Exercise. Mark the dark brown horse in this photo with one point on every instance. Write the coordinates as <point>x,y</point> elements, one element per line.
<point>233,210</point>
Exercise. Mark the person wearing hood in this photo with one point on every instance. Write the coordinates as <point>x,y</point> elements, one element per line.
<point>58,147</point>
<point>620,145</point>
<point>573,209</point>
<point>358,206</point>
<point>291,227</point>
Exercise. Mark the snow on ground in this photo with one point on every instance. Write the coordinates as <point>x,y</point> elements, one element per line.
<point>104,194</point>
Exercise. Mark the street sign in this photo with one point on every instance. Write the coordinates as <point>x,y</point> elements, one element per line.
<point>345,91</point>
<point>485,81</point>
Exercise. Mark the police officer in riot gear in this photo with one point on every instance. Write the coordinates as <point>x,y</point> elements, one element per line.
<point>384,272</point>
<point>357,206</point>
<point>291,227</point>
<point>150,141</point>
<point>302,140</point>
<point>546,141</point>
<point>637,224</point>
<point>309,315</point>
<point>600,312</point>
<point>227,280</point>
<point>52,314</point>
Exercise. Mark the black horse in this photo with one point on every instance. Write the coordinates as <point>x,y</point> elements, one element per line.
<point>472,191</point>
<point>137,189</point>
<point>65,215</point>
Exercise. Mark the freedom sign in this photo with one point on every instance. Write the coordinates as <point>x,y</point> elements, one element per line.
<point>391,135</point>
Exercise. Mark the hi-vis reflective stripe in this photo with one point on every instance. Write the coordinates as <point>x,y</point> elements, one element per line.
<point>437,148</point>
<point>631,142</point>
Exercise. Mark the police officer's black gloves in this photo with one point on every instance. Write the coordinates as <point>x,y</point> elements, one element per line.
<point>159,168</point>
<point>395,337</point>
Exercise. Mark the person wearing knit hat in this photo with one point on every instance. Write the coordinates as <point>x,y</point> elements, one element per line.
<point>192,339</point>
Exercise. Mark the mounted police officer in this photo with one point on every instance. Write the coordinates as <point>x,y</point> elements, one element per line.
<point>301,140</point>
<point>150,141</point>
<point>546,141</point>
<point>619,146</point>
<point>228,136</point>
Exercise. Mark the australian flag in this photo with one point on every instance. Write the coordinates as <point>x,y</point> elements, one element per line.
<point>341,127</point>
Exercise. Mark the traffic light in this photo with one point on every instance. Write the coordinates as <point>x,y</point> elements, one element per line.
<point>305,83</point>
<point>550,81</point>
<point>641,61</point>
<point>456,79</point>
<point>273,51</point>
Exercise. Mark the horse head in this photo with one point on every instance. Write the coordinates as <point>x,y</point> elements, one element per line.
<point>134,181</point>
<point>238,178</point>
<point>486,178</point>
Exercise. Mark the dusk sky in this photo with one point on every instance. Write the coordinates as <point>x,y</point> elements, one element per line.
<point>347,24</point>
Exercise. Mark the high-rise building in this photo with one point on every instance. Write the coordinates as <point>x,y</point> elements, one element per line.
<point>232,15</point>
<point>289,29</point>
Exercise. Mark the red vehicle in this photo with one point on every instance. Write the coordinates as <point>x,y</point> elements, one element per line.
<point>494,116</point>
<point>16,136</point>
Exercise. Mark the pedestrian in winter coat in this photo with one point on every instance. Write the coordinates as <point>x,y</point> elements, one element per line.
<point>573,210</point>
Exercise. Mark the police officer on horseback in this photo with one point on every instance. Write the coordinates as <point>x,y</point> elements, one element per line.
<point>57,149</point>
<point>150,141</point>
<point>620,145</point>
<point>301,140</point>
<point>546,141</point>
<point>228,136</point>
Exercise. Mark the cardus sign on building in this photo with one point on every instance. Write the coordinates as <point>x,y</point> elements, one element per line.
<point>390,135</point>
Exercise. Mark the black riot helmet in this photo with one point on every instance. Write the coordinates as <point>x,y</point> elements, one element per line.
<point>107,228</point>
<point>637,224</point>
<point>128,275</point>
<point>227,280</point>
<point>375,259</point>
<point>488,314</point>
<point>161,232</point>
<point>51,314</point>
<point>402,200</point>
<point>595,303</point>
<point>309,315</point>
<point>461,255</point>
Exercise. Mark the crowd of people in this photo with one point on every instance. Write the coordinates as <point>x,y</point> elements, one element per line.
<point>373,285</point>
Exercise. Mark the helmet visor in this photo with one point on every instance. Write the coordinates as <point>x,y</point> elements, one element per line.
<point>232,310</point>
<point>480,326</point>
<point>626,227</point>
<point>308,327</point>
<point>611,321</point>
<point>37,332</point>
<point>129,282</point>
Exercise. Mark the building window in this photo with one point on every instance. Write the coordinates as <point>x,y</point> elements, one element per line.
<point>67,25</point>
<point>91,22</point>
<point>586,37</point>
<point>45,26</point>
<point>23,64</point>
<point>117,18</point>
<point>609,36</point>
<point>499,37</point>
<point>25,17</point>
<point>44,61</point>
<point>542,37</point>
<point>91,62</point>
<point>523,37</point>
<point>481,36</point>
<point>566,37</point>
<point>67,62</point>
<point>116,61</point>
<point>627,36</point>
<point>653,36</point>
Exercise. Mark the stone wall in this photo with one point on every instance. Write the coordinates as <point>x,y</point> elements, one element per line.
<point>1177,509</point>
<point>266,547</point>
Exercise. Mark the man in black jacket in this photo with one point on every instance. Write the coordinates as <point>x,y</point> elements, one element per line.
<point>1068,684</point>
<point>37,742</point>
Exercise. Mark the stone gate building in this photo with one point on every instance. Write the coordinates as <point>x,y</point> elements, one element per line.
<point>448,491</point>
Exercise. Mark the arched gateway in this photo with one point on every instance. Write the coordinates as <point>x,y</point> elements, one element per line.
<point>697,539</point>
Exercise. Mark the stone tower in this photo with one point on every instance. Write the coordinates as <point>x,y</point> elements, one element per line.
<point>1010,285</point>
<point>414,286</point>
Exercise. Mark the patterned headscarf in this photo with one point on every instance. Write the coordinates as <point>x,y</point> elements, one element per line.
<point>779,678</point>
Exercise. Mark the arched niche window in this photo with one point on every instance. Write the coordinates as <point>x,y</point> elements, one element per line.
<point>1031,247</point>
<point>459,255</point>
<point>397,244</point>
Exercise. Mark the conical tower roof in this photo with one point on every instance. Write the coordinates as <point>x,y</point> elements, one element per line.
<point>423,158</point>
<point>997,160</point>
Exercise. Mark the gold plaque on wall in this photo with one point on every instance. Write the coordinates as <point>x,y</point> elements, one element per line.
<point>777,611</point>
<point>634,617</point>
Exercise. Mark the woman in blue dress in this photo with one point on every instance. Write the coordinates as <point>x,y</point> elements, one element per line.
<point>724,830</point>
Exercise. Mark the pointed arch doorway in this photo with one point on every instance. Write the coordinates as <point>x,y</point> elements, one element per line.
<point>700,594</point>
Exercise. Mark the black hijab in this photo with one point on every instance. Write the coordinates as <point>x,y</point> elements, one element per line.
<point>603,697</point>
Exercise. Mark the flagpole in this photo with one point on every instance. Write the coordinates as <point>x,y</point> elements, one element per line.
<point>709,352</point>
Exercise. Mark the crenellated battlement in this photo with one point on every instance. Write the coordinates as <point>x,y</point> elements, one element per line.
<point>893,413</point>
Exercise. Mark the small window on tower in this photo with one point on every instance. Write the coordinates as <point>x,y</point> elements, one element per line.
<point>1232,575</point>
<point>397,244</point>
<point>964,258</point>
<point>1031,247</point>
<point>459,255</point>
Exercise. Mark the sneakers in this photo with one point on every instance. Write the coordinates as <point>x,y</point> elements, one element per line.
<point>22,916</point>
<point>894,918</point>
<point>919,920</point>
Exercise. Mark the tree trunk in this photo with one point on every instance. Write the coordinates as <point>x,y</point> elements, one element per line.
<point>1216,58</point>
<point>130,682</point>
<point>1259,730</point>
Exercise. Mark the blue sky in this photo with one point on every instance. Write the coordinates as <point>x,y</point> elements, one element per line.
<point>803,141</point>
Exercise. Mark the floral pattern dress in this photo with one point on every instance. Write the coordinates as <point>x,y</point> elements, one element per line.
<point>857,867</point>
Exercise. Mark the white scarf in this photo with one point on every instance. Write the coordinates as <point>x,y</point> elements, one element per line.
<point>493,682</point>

Exercise:
Write out again exactly the lines that run from the one holding "Exercise. Mark the small" through the last line of the data; omit all other lines.

Task response:
Exercise. Mark the small window on tower in this photo with one point on every instance. Write the coordinates as <point>x,y</point> elements, one element per line.
<point>1232,575</point>
<point>397,244</point>
<point>964,258</point>
<point>1031,247</point>
<point>459,255</point>
Exercise. Mark the sneakers in this photo with one point on every instance. Write the coordinates as <point>x,y</point> elements, one element per line.
<point>22,916</point>
<point>894,918</point>
<point>919,920</point>
Exercise. Mark the tree trunk in this photo with one point on every instance. Write the coordinates as <point>x,y</point> elements, one element per line.
<point>1216,58</point>
<point>130,682</point>
<point>1259,730</point>
Exercise. Mark the blue sky in this photo with one point on every instance. Write the coordinates as <point>x,y</point> elements, one element per line.
<point>803,141</point>
Exercise. Mark the floral pattern dress in this photo with one point on every instance. Write the coordinates as <point>x,y</point> elements, one element per line.
<point>857,867</point>
Exercise. Mark the white scarf in this photo with one point on every instance. Write the coordinates as <point>x,y</point> elements, one element per line.
<point>493,682</point>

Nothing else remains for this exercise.